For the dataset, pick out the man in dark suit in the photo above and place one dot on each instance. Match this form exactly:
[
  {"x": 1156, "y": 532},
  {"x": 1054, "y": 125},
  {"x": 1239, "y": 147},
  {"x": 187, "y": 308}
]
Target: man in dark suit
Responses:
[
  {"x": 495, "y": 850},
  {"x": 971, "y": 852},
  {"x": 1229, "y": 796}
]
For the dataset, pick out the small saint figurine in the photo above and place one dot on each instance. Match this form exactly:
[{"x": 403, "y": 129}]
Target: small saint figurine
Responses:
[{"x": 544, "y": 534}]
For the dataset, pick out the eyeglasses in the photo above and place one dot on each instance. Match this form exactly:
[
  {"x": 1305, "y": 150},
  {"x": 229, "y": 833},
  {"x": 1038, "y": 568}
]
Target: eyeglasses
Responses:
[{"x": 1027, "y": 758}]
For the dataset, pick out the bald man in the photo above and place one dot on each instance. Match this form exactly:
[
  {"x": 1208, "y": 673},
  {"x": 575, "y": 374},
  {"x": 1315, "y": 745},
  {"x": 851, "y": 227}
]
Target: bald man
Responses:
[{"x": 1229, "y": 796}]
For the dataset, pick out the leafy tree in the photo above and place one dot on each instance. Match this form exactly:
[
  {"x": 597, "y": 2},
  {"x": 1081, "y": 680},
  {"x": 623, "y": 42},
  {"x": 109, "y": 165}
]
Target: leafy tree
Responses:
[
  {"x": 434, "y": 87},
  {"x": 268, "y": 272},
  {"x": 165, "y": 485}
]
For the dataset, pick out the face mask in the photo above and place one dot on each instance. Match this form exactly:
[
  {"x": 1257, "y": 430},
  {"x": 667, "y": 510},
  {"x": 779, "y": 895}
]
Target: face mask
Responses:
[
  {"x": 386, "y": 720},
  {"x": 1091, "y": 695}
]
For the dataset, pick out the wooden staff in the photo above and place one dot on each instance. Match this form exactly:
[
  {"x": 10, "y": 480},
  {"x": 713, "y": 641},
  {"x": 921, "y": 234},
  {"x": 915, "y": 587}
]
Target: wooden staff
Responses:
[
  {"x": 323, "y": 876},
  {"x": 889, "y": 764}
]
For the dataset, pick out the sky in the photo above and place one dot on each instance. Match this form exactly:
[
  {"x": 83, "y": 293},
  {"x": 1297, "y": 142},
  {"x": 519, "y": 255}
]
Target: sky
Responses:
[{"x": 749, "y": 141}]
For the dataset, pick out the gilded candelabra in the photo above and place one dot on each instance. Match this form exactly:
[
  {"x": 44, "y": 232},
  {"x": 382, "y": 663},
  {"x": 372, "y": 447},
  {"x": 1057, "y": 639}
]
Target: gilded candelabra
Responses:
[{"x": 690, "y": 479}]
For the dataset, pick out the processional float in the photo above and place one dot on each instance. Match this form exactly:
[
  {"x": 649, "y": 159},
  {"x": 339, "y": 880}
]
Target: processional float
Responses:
*****
• [Your task]
Beginning at the line where "For the dataset, pick out the sky" appears, extract each line through the end of the data above; keep them exact and include nothing else.

• [Written solution]
For the dataset, pick out the sky in the photo above and place one dot on each instance. Match this form exactly:
[
  {"x": 83, "y": 293},
  {"x": 1297, "y": 142},
  {"x": 519, "y": 255}
]
Target: sky
Responses:
[{"x": 749, "y": 141}]
For the dataset, pick out the gilded candelabra in the photo above and place one dot on each instance. Match this form exactly:
[
  {"x": 44, "y": 232},
  {"x": 382, "y": 663},
  {"x": 372, "y": 447},
  {"x": 1057, "y": 639}
]
Target: gilded candelabra
Responses:
[{"x": 690, "y": 479}]
For the dataset, pick out the processional float in the photo above and place one dot on each instance. Match this form exactly:
[
  {"x": 649, "y": 159},
  {"x": 339, "y": 880}
]
Target: processional float
Responses:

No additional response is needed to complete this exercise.